§ **DOCUMENT SEGMENT**
....
SUMMARY OF TOXICITY INFORMATION
Arsine is the most acutely toxic form of arsenic. Its lethal capacity by inhalation suggested its use as a chemical-warfare agent (Gates et al., 1946). Its toxic manifestations are methemoglobinemia and hemolysis. Secondary effects resulting from hemolysis include renal and hepatic damage, hemoglobinuria, anuria, anoxia, jaundice, and hemolytic anemia. Results of acute toxicity studies are summarized in Tables 7 and 8. Little information on subchronic toxicity is available. Guinea pigs exposed to arsine at 0.5–2.0 ppm 1–3 h/d for up to 144 h showed evidence of decreases in red and white blood cell counts and hemoglobin concentration (Nau et al., 1944); there was also some evidence of peripheral nerve damage.
....
§ **ENTRIES SUPPLIED**
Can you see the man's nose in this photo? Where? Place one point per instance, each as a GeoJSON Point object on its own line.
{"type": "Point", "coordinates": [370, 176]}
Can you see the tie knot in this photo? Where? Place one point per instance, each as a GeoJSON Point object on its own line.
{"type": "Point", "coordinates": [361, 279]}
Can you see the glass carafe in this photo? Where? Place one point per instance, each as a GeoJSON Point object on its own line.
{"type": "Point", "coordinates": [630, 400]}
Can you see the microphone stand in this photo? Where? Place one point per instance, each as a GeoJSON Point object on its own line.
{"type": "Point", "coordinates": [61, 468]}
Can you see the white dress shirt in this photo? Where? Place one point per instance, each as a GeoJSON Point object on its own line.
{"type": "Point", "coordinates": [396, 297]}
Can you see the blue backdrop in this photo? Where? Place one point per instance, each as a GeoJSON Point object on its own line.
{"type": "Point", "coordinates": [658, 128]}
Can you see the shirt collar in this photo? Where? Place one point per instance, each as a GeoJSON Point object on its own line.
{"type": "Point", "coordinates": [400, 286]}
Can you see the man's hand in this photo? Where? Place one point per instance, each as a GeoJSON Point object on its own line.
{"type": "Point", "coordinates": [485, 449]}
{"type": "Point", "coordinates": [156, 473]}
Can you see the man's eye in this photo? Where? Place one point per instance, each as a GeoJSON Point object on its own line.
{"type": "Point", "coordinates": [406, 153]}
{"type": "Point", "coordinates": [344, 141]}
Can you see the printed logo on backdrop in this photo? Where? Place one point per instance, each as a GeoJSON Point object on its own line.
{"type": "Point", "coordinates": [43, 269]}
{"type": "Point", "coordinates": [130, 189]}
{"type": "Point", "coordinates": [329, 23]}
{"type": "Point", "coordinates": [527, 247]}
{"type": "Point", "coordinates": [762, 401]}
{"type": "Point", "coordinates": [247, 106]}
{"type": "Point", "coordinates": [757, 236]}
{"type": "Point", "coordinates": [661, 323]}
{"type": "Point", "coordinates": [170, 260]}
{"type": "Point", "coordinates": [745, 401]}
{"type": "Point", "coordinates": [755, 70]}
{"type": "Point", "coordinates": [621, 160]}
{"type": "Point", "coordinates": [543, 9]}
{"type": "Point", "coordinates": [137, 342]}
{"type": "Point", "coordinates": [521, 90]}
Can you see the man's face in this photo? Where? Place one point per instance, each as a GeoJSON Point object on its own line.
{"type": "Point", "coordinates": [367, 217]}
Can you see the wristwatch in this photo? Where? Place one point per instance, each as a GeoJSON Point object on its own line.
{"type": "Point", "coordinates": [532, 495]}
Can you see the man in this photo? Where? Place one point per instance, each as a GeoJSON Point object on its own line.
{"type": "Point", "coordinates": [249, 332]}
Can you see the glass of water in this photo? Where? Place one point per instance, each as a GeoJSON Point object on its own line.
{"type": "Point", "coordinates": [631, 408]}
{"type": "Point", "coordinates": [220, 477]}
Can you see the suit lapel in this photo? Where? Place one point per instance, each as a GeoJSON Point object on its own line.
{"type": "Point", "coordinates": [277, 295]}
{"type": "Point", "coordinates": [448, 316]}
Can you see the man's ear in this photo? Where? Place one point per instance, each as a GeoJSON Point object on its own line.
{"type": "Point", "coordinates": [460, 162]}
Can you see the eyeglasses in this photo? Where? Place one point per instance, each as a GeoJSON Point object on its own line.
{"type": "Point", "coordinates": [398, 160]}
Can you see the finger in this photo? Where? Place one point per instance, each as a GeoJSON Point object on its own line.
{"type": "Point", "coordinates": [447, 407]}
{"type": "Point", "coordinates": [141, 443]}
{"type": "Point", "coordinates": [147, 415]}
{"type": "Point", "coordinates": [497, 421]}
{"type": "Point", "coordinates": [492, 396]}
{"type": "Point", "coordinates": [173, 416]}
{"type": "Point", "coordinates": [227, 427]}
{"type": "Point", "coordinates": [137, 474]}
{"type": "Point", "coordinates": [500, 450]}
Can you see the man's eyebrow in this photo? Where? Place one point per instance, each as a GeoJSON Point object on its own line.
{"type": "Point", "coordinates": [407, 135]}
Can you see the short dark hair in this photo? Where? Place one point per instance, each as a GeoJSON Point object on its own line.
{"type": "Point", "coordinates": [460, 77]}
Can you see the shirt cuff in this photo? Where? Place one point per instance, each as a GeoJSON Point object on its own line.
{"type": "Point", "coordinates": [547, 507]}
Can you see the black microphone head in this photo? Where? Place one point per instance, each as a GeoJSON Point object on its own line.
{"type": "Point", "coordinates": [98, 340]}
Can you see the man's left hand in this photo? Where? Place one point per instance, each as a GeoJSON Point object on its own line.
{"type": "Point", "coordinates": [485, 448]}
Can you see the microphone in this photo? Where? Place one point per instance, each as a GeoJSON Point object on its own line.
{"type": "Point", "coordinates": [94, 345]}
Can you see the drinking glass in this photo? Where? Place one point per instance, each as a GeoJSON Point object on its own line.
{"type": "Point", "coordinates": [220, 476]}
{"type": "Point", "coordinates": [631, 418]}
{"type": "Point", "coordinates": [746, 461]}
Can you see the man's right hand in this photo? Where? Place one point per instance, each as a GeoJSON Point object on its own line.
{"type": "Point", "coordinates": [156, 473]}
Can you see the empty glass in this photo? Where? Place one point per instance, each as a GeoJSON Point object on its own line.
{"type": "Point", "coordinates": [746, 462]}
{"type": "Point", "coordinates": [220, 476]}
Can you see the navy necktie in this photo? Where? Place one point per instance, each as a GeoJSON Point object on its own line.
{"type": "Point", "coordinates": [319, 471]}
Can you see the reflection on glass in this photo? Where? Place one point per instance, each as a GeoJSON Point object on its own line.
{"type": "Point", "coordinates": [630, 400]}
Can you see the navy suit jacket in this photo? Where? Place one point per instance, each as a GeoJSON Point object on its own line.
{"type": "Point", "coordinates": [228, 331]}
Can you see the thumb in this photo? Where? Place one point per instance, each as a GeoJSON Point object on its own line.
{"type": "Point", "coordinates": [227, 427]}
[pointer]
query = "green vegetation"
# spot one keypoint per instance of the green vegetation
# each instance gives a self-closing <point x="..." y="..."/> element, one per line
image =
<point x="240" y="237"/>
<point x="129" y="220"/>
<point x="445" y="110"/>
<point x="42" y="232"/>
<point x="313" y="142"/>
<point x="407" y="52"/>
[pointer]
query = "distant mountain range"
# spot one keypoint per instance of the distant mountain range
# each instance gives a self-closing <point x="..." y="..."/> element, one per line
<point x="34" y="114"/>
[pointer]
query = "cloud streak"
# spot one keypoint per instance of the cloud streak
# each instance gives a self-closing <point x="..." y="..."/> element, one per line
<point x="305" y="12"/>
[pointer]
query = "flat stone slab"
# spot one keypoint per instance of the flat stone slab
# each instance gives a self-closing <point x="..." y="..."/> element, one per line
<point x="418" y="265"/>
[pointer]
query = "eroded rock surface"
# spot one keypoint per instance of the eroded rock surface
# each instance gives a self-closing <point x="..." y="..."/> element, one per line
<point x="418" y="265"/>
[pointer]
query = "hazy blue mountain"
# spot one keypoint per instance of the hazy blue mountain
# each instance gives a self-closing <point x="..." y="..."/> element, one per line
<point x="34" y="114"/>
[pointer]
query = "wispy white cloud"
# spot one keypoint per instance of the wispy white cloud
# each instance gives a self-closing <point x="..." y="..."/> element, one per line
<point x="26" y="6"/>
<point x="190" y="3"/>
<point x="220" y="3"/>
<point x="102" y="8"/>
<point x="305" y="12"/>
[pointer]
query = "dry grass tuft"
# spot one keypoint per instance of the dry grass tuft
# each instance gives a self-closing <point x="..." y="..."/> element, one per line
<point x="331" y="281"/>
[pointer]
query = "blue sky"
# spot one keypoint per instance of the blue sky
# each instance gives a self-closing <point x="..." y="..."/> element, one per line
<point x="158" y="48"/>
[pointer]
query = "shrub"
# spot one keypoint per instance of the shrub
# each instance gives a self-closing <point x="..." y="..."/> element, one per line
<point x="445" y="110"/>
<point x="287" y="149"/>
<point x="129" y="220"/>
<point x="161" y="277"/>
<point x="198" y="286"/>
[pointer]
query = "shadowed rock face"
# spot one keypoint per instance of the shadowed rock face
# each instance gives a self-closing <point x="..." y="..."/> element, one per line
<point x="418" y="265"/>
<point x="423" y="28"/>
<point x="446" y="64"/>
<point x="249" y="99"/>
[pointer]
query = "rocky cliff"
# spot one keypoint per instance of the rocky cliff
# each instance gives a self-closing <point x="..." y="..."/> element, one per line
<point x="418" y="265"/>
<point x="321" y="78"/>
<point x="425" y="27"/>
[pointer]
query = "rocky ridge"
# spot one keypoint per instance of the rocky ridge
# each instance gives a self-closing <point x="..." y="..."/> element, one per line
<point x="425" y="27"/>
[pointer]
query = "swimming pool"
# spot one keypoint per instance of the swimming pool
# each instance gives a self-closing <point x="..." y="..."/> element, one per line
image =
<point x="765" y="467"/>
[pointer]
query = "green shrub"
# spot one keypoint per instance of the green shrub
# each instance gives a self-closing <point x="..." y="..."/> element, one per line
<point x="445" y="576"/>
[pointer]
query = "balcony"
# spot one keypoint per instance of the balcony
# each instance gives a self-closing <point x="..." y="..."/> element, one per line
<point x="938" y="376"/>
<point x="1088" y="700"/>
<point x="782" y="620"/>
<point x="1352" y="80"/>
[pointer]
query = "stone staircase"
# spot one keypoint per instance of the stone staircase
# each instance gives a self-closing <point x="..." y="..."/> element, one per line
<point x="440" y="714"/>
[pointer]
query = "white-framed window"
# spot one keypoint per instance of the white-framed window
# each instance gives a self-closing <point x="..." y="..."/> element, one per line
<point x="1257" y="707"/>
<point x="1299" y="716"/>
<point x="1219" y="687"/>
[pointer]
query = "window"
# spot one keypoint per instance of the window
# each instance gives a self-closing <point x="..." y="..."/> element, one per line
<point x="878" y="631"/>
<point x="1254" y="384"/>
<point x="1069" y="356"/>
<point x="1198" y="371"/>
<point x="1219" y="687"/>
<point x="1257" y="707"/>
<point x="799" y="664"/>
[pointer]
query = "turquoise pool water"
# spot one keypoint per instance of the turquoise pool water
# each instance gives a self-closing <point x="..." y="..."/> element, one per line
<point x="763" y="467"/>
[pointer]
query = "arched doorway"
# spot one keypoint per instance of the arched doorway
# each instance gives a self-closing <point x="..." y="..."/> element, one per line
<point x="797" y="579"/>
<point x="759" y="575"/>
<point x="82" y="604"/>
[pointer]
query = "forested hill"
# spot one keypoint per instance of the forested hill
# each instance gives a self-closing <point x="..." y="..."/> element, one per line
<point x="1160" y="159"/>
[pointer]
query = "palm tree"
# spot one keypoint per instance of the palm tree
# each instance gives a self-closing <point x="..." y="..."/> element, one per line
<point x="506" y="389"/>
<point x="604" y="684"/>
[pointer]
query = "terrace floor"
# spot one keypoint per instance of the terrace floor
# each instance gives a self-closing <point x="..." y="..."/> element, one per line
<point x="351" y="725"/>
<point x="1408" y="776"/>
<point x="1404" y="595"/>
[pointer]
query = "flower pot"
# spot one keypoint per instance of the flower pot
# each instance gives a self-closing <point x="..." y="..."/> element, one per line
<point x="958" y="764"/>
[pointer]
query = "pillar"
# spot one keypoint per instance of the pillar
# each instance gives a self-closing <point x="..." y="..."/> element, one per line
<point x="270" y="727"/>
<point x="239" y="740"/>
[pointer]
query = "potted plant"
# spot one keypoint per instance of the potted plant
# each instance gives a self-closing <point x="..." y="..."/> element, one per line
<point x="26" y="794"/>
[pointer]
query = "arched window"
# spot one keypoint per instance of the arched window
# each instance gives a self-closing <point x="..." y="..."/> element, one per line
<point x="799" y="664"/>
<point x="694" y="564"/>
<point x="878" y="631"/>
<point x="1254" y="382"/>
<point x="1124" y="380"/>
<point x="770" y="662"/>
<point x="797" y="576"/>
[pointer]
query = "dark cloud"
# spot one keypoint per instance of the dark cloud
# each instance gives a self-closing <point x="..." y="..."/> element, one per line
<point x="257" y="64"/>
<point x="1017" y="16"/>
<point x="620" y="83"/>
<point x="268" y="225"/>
....
§ **PROBLEM TO SOLVE**
Reproduce the arsine toxicity summary word for word, from "SUMMARY OF TOXICITY" to "peripheral nerve damage.", inclusive. The listing is not needed for this work.

§ **ANSWER FOR THIS EXERCISE**
SUMMARY OF TOXICITY INFORMATION
Arsine is the most acutely toxic form of arsenic. Its lethal capacity by inhalation suggested its use as a chemical-warfare agent (Gates et al., 1946). Its toxic manifestations are methemoglobinemia and hemolysis. Secondary effects resulting from hemolysis include renal and hepatic damage, hemoglobinuria, anuria, anoxia, jaundice, and hemolytic anemia. Results of acute toxicity studies are summarized in Tables 7 and 8. Little information on subchronic toxicity is available. Guinea pigs exposed to arsine at 0.5–2.0 ppm 1–3 h/d for up to 144 h showed evidence of decreases in red and white blood cell counts and hemoglobin concentration (Nau et al., 1944); there was also some evidence of peripheral nerve damage.